◆ **Task instructions**: After locating the line that contains "the red stripe" in the records below, write out exactly that line and each line after it through the one that contains "Target: red stripe on flag", and nothing else.
-- -- --
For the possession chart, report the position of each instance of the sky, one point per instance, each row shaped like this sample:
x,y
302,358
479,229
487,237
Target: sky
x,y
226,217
-- -- --
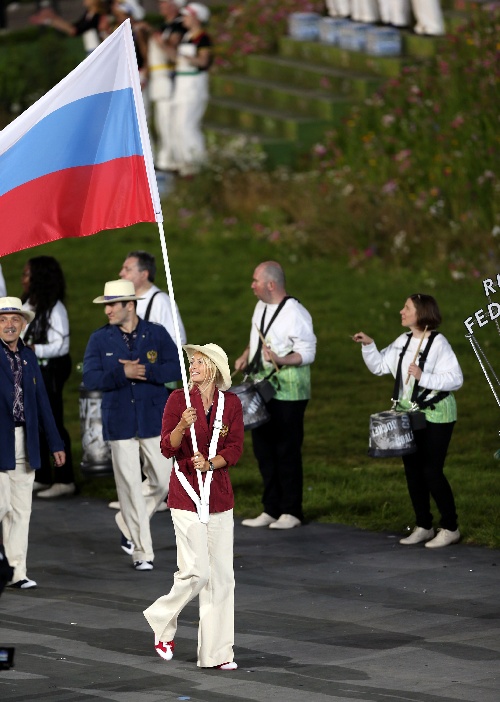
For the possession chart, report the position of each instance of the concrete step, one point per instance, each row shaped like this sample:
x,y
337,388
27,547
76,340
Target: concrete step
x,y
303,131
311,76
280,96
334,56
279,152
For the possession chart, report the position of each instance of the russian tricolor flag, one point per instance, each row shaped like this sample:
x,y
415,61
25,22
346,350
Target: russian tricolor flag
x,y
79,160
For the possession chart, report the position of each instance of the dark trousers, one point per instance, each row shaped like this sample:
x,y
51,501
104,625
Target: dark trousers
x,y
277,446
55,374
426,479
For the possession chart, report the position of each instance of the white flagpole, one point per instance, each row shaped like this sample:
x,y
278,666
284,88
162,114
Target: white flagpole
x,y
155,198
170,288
-- -- --
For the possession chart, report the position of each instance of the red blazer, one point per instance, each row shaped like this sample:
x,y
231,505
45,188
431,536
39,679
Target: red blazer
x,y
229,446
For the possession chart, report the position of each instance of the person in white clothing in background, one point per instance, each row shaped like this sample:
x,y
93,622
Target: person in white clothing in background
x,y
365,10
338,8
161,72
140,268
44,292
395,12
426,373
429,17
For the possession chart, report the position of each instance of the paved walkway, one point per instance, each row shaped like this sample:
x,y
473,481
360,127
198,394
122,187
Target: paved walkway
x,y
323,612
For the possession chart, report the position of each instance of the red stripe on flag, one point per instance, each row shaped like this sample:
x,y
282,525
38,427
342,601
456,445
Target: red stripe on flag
-- -- --
◆ **Answer section**:
For the possession chart, report the position of each instance of the red stripe on flag, one point per instance, each row shaped like this sample:
x,y
282,525
38,427
342,601
456,445
Target: red stripe on flag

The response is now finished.